▸ READING PASSAGE:
--

See also the cases referred to in THULANI SIPHO MOTSA & 2 Others, Criminal Appeal 30 of 2006 (judgement delivered on the 4th August, 2006) (unreported). This rule of practice is also captured and its enforcement echoed in article 16 (9) of the Constitution which provides that:

(9) Where a person is convicted and sentenced to a term of imprisonment for an offence, any period that person has spent in lawful custody in respect of that offence before the completion of the trial of that person shall be taken into account in imposing the term of imprisonment.”’

(See also R v Bheki Kunene, Review case 34/2009, judgment delivered on 12 August 2009)

--

▸ GIVEN MATERIAL:
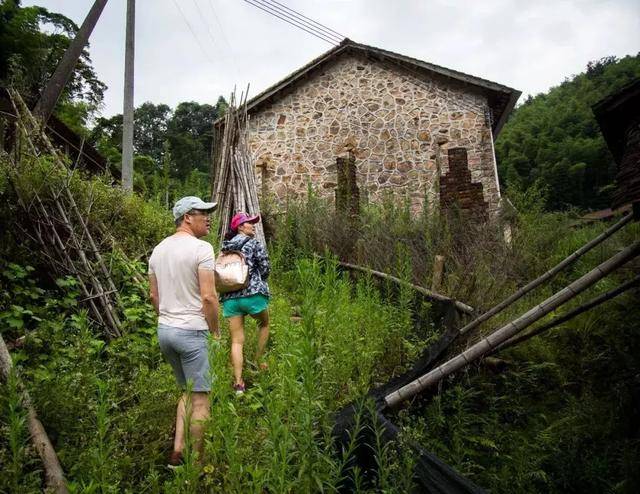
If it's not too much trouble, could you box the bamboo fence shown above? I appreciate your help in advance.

--

▸ EXERCISE SET:
[1] In the legal passage, which article of the Constitution echoes the enforcement of the rule of practice?
[2] Translate this sentence from the legal passage into Spanish: "Where a person is convicted and sentenced to a term of imprisonment for an offence, any period that person has spent in lawful custody in respect of that offence before the completion of the trial of that person shall be taken into account in imposing the term of imprisonment."
[3] Pull from the legal passage the text running from "See also the" up to and including "12 August 2009)", copied word for word.

▸ THE ANSWERS:
[1] Article 16 (9)

[2] Cuando una persona sea condenada y sentenciada a una pena de prisión por un delito, todo período que dicha persona haya pasado bajo custodia legal en relación con ese delito antes de la conclusión de su juicio se tendrá en cuenta al imponer la pena de prisión.

[3]
See also the cases referred to in THULANI SIPHO MOTSA & 2 Others, Criminal Appeal 30 of 2006 (judgement delivered on the 4th August, 2006) (unreported). This rule of practice is also captured and its enforcement echoed in article 16 (9) of the Constitution which provides that:

(9) Where a person is convicted and sentenced to a term of imprisonment for an offence, any period that person has spent in lawful custody in respect of that offence before the completion of the trial of that person shall be taken into account in imposing the term of imprisonment.”’

(See also R v Bheki Kunene, Review case 34/2009, judgment delivered on 12 August 2009)